**What is being asked:**
Please return each line of the records below that contains the word "balloon".

(Records contained in a dataset)

--- BEGIN ---

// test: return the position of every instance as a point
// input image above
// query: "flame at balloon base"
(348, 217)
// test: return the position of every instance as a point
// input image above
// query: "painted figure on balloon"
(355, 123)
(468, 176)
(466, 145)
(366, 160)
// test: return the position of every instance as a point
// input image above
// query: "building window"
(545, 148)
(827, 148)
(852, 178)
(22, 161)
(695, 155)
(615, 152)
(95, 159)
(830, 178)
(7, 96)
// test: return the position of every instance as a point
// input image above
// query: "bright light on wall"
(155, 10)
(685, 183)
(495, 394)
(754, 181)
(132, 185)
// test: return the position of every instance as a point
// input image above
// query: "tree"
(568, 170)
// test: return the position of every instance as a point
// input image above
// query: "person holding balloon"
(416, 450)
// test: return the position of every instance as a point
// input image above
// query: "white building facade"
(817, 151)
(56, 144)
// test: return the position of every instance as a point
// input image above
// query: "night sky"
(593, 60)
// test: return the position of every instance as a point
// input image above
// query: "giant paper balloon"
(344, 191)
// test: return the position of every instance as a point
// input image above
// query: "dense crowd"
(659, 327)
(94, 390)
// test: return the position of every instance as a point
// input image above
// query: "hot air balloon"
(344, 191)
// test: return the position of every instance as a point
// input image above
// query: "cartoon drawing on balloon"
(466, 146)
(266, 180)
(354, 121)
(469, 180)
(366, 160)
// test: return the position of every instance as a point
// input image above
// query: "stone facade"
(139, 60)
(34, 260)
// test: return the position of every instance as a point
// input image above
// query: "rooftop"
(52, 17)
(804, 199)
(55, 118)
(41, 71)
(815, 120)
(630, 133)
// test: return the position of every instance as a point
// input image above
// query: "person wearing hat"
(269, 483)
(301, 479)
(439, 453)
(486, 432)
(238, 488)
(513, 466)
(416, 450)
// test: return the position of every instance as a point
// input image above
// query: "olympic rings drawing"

--- END ---

**Worked answer:**
// query: "flame at balloon base"
// query: "painted figure on balloon"
// query: "person holding balloon"
// query: "giant paper balloon"
// query: "hot air balloon"
// query: "cartoon drawing on balloon"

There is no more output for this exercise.